Coordinate labeling data
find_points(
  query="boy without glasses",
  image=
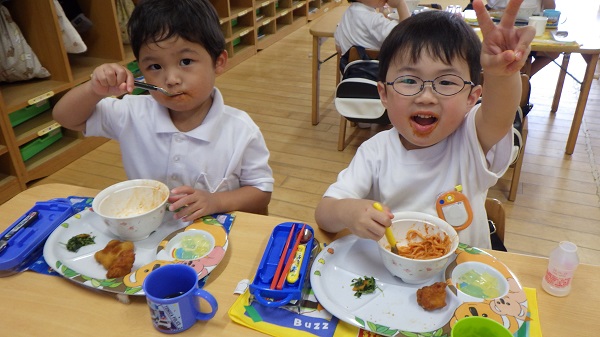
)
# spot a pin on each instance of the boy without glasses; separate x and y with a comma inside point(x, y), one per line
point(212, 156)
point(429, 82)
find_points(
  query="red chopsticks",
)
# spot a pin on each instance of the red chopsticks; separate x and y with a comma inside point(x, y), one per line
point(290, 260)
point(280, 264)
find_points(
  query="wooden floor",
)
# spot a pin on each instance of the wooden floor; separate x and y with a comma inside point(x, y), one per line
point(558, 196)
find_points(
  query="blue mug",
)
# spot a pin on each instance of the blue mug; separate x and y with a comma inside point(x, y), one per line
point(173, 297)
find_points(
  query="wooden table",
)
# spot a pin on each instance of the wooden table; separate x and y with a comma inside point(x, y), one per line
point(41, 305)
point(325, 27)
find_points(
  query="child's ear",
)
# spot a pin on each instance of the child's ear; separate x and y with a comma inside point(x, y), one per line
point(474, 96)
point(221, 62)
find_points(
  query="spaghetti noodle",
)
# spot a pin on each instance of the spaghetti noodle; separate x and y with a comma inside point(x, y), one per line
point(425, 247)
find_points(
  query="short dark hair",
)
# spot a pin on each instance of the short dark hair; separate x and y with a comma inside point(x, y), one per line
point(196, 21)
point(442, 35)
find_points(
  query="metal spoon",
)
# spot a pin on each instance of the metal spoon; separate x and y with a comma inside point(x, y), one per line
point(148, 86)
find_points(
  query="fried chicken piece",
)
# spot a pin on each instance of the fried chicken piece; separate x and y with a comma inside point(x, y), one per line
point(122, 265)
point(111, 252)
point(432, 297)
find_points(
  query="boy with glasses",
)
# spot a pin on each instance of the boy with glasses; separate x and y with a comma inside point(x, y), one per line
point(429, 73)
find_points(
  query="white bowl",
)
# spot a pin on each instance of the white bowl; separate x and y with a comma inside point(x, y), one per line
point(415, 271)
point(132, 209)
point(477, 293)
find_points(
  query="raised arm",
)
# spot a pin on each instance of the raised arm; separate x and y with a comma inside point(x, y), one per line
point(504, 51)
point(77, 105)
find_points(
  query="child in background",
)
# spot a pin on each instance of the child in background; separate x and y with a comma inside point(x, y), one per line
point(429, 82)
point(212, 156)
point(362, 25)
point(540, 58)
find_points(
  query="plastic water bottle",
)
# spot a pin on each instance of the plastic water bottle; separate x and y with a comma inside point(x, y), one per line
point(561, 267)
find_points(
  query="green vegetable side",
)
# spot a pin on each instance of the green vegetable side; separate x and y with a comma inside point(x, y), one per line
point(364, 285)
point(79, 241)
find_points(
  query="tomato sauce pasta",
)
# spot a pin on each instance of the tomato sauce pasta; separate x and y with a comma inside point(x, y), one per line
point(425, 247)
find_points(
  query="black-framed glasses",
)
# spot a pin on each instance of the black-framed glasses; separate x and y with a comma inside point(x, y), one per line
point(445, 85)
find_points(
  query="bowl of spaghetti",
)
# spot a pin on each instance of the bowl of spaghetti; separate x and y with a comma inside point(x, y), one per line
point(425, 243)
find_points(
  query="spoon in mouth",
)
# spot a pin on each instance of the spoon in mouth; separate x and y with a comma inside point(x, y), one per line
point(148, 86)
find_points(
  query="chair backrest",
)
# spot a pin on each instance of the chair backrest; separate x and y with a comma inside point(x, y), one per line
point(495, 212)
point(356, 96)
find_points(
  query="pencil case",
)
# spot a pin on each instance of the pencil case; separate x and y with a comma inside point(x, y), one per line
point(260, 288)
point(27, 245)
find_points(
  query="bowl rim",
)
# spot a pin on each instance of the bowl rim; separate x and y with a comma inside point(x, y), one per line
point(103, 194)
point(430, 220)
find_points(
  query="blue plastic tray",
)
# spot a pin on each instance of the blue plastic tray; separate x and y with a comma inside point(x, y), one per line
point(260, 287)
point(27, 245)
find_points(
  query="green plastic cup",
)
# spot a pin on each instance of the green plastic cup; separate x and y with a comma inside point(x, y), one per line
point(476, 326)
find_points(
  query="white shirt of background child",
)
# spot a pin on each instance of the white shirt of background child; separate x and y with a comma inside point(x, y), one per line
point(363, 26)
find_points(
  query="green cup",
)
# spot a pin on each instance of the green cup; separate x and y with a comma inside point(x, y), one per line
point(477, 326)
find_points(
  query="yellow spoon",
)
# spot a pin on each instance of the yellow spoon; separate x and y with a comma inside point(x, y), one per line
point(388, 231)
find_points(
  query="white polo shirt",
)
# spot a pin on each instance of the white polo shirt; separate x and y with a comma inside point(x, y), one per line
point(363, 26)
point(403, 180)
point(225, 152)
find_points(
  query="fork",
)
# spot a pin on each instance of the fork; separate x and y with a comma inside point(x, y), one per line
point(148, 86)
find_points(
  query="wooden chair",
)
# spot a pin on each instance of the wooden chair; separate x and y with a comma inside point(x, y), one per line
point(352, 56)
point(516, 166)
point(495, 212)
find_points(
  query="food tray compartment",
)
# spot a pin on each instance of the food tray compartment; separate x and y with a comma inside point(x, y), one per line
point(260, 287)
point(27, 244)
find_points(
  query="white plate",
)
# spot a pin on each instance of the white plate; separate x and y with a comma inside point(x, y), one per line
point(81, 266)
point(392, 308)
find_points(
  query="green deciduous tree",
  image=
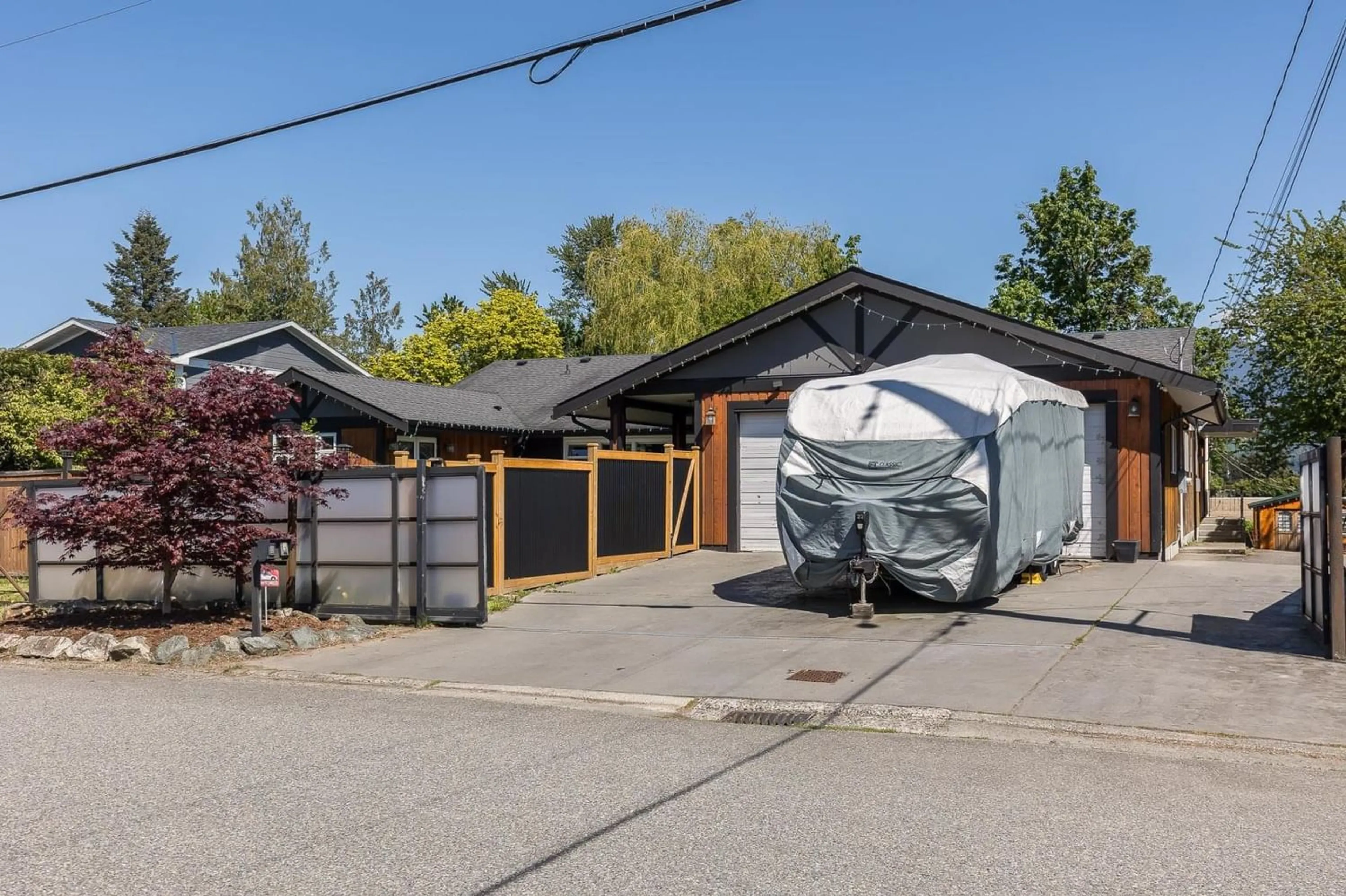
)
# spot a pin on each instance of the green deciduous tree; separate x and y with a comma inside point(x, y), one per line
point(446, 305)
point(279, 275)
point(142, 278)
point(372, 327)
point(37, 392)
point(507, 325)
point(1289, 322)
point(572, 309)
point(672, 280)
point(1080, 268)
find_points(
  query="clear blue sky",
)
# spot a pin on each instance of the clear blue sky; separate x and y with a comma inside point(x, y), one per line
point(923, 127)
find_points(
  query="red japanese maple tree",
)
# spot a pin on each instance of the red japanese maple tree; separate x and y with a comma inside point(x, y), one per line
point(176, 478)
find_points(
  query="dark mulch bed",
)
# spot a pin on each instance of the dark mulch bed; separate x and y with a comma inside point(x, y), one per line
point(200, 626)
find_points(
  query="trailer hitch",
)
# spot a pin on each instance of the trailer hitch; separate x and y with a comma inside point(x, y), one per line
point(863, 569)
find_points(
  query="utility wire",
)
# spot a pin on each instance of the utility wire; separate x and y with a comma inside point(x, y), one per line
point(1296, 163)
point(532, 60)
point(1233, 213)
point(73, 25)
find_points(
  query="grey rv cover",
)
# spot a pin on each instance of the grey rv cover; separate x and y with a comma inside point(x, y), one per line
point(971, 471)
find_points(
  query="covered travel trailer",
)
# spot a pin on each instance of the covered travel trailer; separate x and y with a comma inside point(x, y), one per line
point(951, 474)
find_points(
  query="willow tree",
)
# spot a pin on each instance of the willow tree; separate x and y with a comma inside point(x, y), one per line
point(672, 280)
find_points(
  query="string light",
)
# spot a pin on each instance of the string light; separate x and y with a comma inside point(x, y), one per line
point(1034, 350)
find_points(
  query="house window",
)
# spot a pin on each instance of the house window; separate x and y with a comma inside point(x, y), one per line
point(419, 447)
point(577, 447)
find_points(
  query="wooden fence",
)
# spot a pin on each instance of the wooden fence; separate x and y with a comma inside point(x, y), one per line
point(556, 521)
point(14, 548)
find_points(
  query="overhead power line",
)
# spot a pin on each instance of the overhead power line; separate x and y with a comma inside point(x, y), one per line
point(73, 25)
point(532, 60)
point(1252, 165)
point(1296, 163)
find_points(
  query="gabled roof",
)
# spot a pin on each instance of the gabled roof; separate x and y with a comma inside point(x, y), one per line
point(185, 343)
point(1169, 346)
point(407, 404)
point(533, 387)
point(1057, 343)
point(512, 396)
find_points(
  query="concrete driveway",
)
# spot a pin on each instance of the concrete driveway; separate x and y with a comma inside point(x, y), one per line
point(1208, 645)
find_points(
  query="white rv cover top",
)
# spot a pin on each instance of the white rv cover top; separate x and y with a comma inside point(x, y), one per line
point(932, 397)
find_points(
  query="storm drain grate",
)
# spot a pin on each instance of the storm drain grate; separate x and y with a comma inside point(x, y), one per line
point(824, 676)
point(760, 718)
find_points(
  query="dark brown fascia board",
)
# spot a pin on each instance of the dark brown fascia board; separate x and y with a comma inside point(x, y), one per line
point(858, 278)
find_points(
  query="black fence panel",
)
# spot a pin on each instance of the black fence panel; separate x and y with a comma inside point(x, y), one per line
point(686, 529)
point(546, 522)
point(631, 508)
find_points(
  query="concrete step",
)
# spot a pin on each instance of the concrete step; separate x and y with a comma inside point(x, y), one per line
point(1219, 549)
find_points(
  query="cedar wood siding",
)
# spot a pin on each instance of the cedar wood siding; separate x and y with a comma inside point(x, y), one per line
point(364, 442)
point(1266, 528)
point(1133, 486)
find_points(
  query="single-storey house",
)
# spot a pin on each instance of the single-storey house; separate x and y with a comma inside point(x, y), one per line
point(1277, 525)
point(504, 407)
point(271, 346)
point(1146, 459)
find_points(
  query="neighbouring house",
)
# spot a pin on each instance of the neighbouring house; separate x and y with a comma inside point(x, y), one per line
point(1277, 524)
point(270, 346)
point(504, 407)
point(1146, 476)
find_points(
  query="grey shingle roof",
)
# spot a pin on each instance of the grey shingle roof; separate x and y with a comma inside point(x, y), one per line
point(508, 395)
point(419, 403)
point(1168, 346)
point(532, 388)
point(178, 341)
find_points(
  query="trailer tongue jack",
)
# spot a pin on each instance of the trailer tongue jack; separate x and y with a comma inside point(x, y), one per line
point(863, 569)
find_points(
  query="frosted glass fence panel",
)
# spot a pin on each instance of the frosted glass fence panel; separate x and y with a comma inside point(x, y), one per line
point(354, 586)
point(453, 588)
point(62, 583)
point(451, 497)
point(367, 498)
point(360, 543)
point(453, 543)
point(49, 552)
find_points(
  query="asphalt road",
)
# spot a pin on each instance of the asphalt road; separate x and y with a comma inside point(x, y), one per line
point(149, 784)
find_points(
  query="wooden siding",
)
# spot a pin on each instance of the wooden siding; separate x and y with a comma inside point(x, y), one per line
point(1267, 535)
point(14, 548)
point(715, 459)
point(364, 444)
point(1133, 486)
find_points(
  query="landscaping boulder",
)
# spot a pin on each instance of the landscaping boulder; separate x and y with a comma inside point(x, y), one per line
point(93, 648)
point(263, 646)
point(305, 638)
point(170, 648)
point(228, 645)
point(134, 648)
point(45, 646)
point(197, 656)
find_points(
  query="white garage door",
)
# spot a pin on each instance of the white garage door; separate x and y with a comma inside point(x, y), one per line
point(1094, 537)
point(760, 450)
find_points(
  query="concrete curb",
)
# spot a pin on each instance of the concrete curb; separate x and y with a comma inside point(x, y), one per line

EXERCISE GOAL: Show every line in the records above that contains the word "raised".

SOLUTION FOR THIS TASK:
  query="raised arm",
# spot a pin on each instance of the raised arm; separate x and y with a comma inside point(x, y), one per line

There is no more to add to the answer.